The request ->
Copy the material below with "front tire" replaced by "bicycle wheel" and every other character unchanged. Leave out the pictures.

Data provided ->
-- Begin --

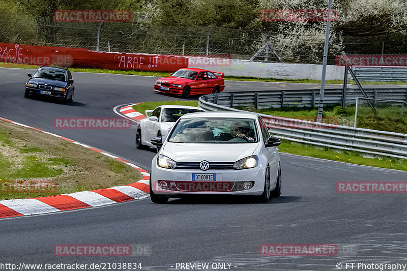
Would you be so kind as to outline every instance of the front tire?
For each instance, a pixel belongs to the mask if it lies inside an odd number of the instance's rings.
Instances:
[[[182,91],[182,97],[184,98],[187,98],[191,97],[191,87],[189,85],[186,85]]]
[[[74,89],[72,90],[72,95],[71,95],[71,98],[68,99],[68,100],[67,100],[68,102],[72,102],[73,101],[73,94],[74,94],[74,92],[75,92],[75,89]]]
[[[153,192],[153,189],[151,188],[151,175],[150,175],[150,198],[153,203],[163,204],[168,201],[168,197],[156,195]]]
[[[270,198],[270,169],[269,166],[266,169],[266,174],[264,182],[264,190],[263,194],[260,195],[258,199],[261,202],[268,202]]]
[[[271,191],[271,196],[273,198],[278,198],[280,195],[281,195],[281,169],[280,166],[279,166],[277,185],[274,190]]]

-- End --

Output for this task ->
Would you be so kind as to outline every instance of the bicycle wheel?
For each instance, a pixel belongs to the mask if it lies inside an odd number of the instance's rings.
Instances:
[[[182,91],[182,97],[184,98],[187,98],[191,97],[191,87],[189,85],[186,85]]]
[[[74,89],[72,90],[72,95],[71,95],[71,98],[68,99],[68,100],[67,100],[68,102],[72,102],[73,101],[73,94],[74,94],[74,92],[75,92],[75,89]]]
[[[153,192],[153,189],[151,188],[151,175],[150,175],[150,198],[153,203],[163,204],[168,201],[168,197],[156,195]]]
[[[270,198],[270,169],[269,166],[266,169],[266,174],[264,182],[264,190],[263,194],[260,195],[258,199],[261,202],[268,202]]]
[[[271,191],[271,196],[273,198],[278,198],[280,195],[281,195],[281,169],[280,166],[279,166],[277,185],[274,190]]]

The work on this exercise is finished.